**Fragmento seleccionado:**
--- --- ---

En 1968, Edwards fue a La Habana por primera vez, como miembro del jurado de cuentos en el Concurso anual de Casa de Las Américas. Allí renovó contacto con un grupo de jóvenes escritores que conocía por encuentros en Europa o sólo por correspondencia (Heberto Padilla, Antón Arrufat), y participó en las discusiones, bastante agrias, sobre el libro de José Norberto Fuentes, Condenados del Condado, que ofrecía una visión nada maniqueísta de la lucha contrarrevolucionaria. Por la persuasión de Edwards y el escritor argentino Rodolfo Walsh, y contra la oposición del jurado cubano, se premió el libro de Fuentes. (V. p. 36.)

Ya entonces la política cultural cubana había superado algunas crisis graves. En 1961 la discusión se había centrado en la prohibición del corto documental P. M., producido para TV por el magazine Lunes del periódico Revolución, por considerarse que esa intensa pintura de los barrios bajos de La Habana no reflejaba la realidad revolucionaria. (Hoy, el corto no parece sino una descripción brillante de una atmósfera de música y baile y fiesta que es muy cubana. Escenas similares se pueden encontrar en un film posterior, Memorias del subdesarrollo, (1968) que el régimen cubano no ha exportado con éxito, lo que demostraría que la revolución entonces se sentía más segura.) Una consecuencia de la prohibición de P. M. fue el posterior cierre del magazine Lunes (por falta de papel) y la partida de La Habana de su inspirador, Guillermo Cabrera Infante, que iría a representar al Gobierno como agregado cultural en Bruselas.

Hay otros conflictos posteriores: (a) una polémica de José Antonio Portuondo con los jóvenes artistas en que el veterano crítico defiende la doctrina estalinista del realismo socialista; (b) un primer ataque a Heberto Padilla en el Caimán Barbudo por haberse animado a decir que Pasión de Urbino, del dirigente socialista Lisandro Otero, era inferior a Tres Tristes Tigres, del exilado Guillermo Cabrera Infante; (c) un segundo ataque a Padilla por su libro de poemas, Fuera del Juego, que fue denunciado como contrarrevolucionario, en un artículo publicado en el periódico del Ejército, Verde Olivo, con seudónimo (se dice que el autor es el ubicuo Portuondo); (d) un ataque simultáneo contra Antón Arrufat por haber escrito una pieza de teatro sobre el tema (clásico, pero tal vez muy cubano) de la rivalidad de dos hermanos por el Poder. Todos estos conflictos preceden la visita de Edwards a La Habana. De cada uno de ellos él estaba (se supone) bien informado ya que París, en los años sesenta, era el centro de una amplia y compleja red de comunicaciones culturales latinoamericanas. Pero Edwards (como sus amigos Cortázar, Vargas Llosa, Fuentes), prefiere callar, esperar, no pronunciarse. La solidaridad con la Revolución cubana, la defensa de la Isla cercada por el imperialismo norteamericano y amenazada día a día por la siniestra CIA parecía más importante que la discusión abierta sobre los errores o aciertos de la política literaria cubana. Hasta mediados de 1968, Edwards, como tantos otros intelectuales latinoamericanos, y europeos, prefirió callar. La disciplina, aprendida a contrapelo en el colegio de los jesuitas, no le permitía discutir abiertamente un régimen que exigía (como la Iglesia católica) una adhesión total.

--- --- ---

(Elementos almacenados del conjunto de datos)

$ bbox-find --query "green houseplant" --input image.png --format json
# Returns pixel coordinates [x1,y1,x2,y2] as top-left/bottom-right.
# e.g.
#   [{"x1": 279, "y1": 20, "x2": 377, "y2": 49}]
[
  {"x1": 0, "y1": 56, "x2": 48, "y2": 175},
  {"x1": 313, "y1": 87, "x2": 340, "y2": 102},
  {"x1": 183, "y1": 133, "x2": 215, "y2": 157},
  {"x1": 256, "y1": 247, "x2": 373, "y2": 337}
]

--- --- ---

**Partes del ejercicio:**
[1] Convierte todas las filas del conjunto de datos en una tabla Markdown con dos columnas, «N.º» para el número de fila y «Texto» para la línea, y omite las líneas en blanco.
[2] Prosigue el fragmento sobre Edwards y la política cultural cubana a partir de su última oración.

**Respuestas del ejercicio:**
[1]
| N.º | Texto |
|---|---|
| 1 | $ bbox-find --query "green houseplant" --input image.png --format json |
| 2 | # Returns pixel coordinates [x1,y1,x2,y2] as top-left/bottom-right. |
| 3 | # e.g. |
| 4 | #   [{"x1": 279, "y1": 20, "x2": 377, "y2": 49}] |
| 5 | [ |
| 6 |   {"x1": 0, "y1": 56, "x2": 48, "y2": 175}, |
| 7 |   {"x1": 313, "y1": 87, "x2": 340, "y2": 102}, |
| 8 |   {"x1": 183, "y1": 133, "x2": 215, "y2": 157}, |
| 9 |   {"x1": 256, "y1": 247, "x2": 373, "y2": 337} |
| 10 | ] |

[2]
Los engranajes de un proceso

En diciembre 7, 1970, empieza para Edwards una experiencia kafkiana. Precisamente porque el presidente Allende conocía su adhesión a la causa cubana y su colaboración con los organismos culturales más importantes (jurado del Concurso de Casa de las Américas, colaborador frecuente de la Revista de Casa, amigo de brillantes escritores jóvenes de la Cuba revolucionaria), le parecían impecables las credenciales de Edwards para el puesto de primer encargado de negocios chileno ante el Gobierno de Fidel. Lo que Allende no sabía era que precisamente en el momento que Edwards aterrizara en La Habana se iba a desarrollar una comedia de errores que haría parecer juego de niños los esfuerzos de Plauto, Shakespeare y Feydeau en el género. Porque ya en el momento de ser nombrado Edwards se plantea el primer equívoco. Para Allende, él es un amigo de los cubanos que va a asumir por unos pocos meses un puesto más simbólico que real: todos sabían que los verdaderos negocios entre Cuba y Chile estaban en manos de la Embajada cubana en Santiago de Chile. Para el Gobierno cubano, en cambio, Edwards era un intelectual sospechoso de amistad con algunos elementos peligrosos y "antirrevolucionarios". Edwards mismo no sabía que se encontraba en una situación similar a la de Joseph K. en El proceso. Su caso ya había sido juzgado antes de llegar a Cuba y sólo se esperaba el momento oportuno para revelar la sentencia. Entre tanto, él habría de recorrer durante tres meses y medio los laberintos del Poder sin conseguir alcanzar la clave que le permitiera descubrir la salida.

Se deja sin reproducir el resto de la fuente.